Dataset extract:
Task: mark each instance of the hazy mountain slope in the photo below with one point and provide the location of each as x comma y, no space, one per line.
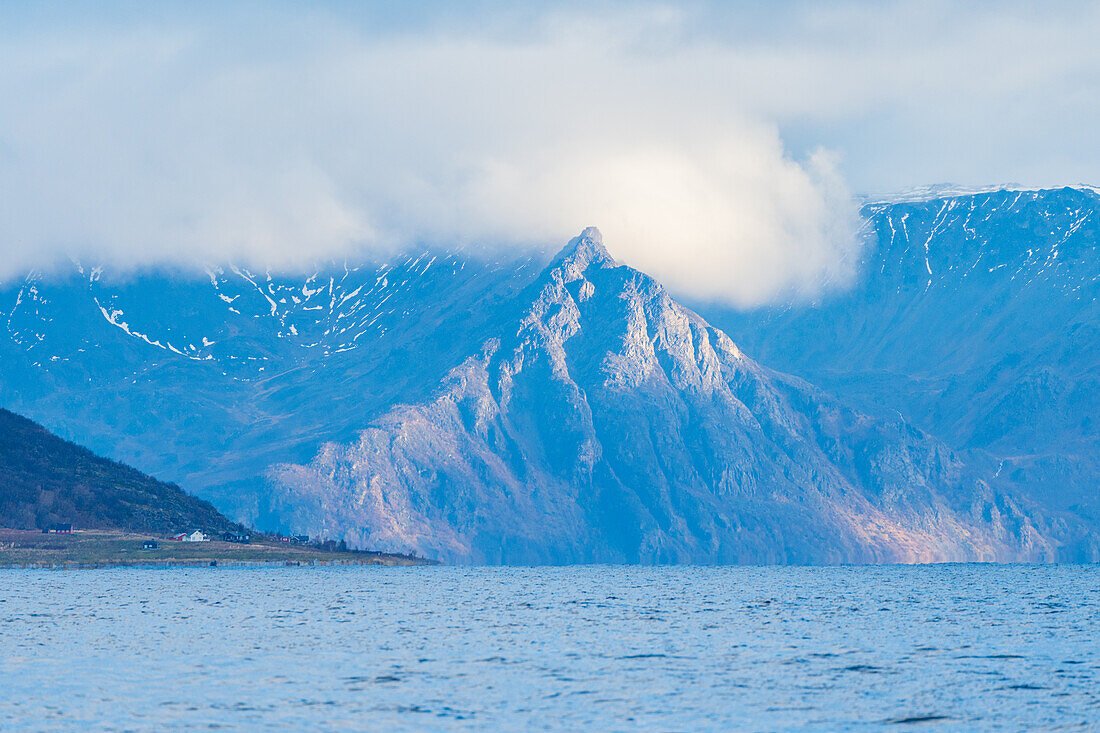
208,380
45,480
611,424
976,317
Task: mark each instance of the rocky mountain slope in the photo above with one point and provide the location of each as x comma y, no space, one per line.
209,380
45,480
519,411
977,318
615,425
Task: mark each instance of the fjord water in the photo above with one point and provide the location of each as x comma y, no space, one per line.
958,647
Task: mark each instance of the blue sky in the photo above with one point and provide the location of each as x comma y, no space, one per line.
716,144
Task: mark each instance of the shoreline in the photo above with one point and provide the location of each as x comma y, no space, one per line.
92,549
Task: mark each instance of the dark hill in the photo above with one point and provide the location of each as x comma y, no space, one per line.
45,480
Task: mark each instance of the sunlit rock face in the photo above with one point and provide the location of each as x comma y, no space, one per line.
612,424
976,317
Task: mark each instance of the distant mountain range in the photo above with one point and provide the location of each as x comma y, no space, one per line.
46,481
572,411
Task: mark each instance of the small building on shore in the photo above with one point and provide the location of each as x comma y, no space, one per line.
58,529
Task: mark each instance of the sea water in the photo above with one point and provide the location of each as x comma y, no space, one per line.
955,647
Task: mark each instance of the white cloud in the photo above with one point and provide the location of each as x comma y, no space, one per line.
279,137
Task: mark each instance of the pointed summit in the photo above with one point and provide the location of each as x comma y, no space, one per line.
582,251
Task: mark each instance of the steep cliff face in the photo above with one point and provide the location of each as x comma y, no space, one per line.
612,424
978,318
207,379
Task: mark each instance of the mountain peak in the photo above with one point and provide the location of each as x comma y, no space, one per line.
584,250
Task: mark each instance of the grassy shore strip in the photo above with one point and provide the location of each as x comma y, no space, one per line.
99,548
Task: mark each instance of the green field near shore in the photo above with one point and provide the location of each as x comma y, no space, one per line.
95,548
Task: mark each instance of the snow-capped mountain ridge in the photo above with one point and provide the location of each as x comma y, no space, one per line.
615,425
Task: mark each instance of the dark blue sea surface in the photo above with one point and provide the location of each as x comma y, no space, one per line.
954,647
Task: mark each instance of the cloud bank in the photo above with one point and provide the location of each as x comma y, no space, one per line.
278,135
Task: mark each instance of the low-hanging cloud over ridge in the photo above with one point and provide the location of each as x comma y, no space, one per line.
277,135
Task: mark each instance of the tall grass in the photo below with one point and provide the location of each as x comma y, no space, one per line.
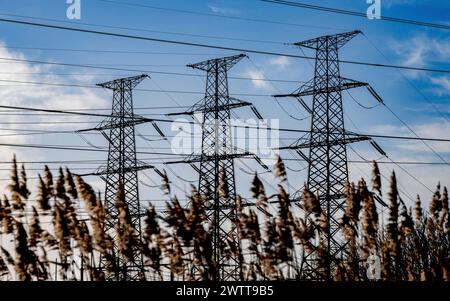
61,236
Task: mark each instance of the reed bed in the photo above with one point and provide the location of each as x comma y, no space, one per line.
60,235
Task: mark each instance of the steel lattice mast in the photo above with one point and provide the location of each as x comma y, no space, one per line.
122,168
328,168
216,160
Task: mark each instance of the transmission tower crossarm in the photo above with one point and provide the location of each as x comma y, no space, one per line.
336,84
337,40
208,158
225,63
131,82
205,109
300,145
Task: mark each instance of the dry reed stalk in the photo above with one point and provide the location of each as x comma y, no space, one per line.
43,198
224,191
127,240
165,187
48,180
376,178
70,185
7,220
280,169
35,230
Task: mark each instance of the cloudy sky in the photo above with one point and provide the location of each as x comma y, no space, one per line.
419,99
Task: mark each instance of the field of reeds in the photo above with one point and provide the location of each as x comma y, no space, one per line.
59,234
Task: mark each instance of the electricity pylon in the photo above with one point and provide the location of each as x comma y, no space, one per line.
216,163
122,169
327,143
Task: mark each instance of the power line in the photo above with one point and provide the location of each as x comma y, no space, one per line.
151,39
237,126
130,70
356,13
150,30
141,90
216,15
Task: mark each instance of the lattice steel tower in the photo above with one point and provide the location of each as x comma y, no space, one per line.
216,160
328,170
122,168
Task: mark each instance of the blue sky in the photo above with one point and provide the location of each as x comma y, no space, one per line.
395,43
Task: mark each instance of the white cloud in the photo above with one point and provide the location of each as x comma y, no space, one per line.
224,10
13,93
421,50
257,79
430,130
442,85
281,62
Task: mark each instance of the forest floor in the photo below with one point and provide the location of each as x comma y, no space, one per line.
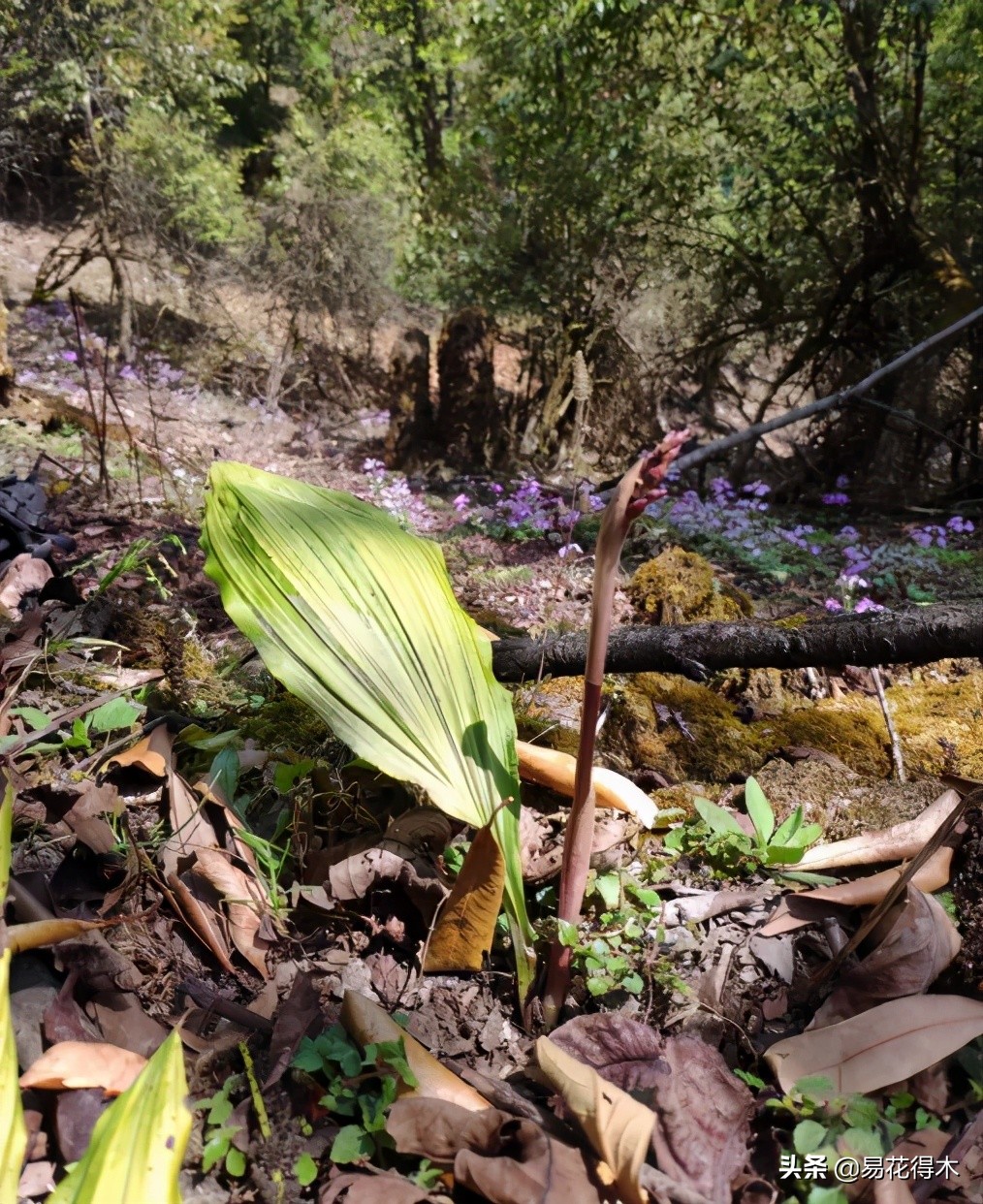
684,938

Activity:
Repeat the material above in full and exactly, omitting the pictures.

Solution to this problem:
Task: mark each instance of the hazy mountain slope in the photo below with one point and provide the location of each as x comma y, no space, one per line.
208,380
45,480
611,424
976,317
Task: mark each instance of the rocky mountain slope in the photo above with one point and provide the location of each as x comma y, no space, one per line.
209,380
45,480
519,411
977,318
615,425
Task: mark each instance of the fjord water in the photo above with one point and provide the location of each as x comma y, no space, one per line.
958,647
Task: mark each instance of the blue sky in the photo above with one point and provide the location of each as x comma y, no space, one per line.
716,144
Task: mark each instance of the shoreline in the photo above with one point and provide the location of each as x comma y, no space, one per line.
92,549
Task: mark each instance of the dark hill in the photo above with one point and provide the location of each as x comma y, no space, one per line.
45,480
Task: mark each instance of the sunlit rock face in the photo above with one point and provide the location of each as x comma y, no space, one per line.
612,424
976,317
Task: mark each instance of the distant mountain range in the photo above with one point and provide the location of each as x comma y, no space, one per line.
46,481
572,411
Task: mark each instance of the small building on shore in the photo above with one point and provide the location of each as x comma y, no space, one per line.
58,529
Task: mark each instance of the sea water in the photo above with one point and provide the location of each as x comma y, no space, one per line.
955,647
Task: mark each instance of the white cloud in the photo above with one point and provide the location of each as x comma y, no space, one per line.
279,137
Task: mark each instance of the pointed summit in the photo above with one point and provide the location of each as x comma y, no space, one per line.
582,251
Task: mark each instance of the steep cliff face in the photo above with one point and provide the location of each as x comma y, no space, one per line.
612,424
978,318
207,379
Task: mark each instance of the mountain peak in the photo above with one point and provide the location of each as x comma y, no space, one per line.
584,250
Task: mark each instance of the grassy shore strip in the photo above with one point and provide the location of each as x comma y, no space, one per line.
99,548
Task: mark each instance of the green field near shore in the photo above with one point and provide the location of each as x comma y, no space, one per line.
95,548
Task: mark each instance of the snow-capped mountain ridge in the photo above with one point and provide the location of each as x comma y, no space, one per line.
615,425
Task: mark each instance of the dark blue sea surface in the photo above with one point and provide the location of each as x comma y, no space, one per line.
954,647
Task: mark each instance of the cloud bank in the photo above with one point and provide the location of each as x comma y, no space, one per line.
278,135
Task: mark each instance of the low-hanging cloud over ridge in the photo above with one point and provide the location of each as x comma y, no space, one per line.
277,135
Task: mark each instance of the tall grass in the photo below with one point and provide the location of each as x comma y, no space, one per line.
61,236
Task: mark each instance of the reed bed in the photo above with one point and provide the location of each as x comma y, no space, one per line.
60,235
Task: mark each instance of the steel lattice mast in the photo above with one point and provide the location of each as x comma y, no space, one per line.
122,168
328,168
216,160
Task: mark each instance of the transmission tower crossarm in the photo above with one point and provide the location of each as x comma y, no space, one per line.
336,84
337,40
208,158
225,63
131,82
205,109
300,145
Task: mark each instance of the dry reed stalk in the photo above with one point and provide the location of each as x comma y, no space, one per line.
43,198
224,191
127,240
165,187
48,180
376,178
70,185
7,220
280,169
35,230
Task: mark each instance of the cloudy sky in the photo above with one point and provide the location of each as x comma y, no space, one per line.
419,99
Task: mark each instance of the field of reeds in the photo above with one point and provide the location of each as x comma y, no space, one per line.
59,234
Task: mark each instance of the electricity pylon in the photo above with one point and provide the location of each as x comma y, no space, one per line.
216,163
122,169
327,143
Task: mark each instance of the power line in the photo above with one point and provide the location of each as x comma y, no space, one per line.
151,39
237,126
130,70
356,13
150,30
141,90
216,15
Task: mark each instance of the lattice steel tower in the photo above with one point and provide the location of each as x comma y, no space, one per line.
216,160
328,170
122,168
Task: mark each instance of the blue sky in the photo above with one point and provide the location of each as x comma y, no space, one per line.
395,43
Task: mark each instance of the white cloud in the photo above with one point and provide the location of each as x comma y, no space, one per line.
224,10
13,93
421,50
257,79
430,130
442,85
281,62
Task: mark each instance of the forest floor in the photo below with one point and provide the location of each as x comma y, no space, one per line.
684,938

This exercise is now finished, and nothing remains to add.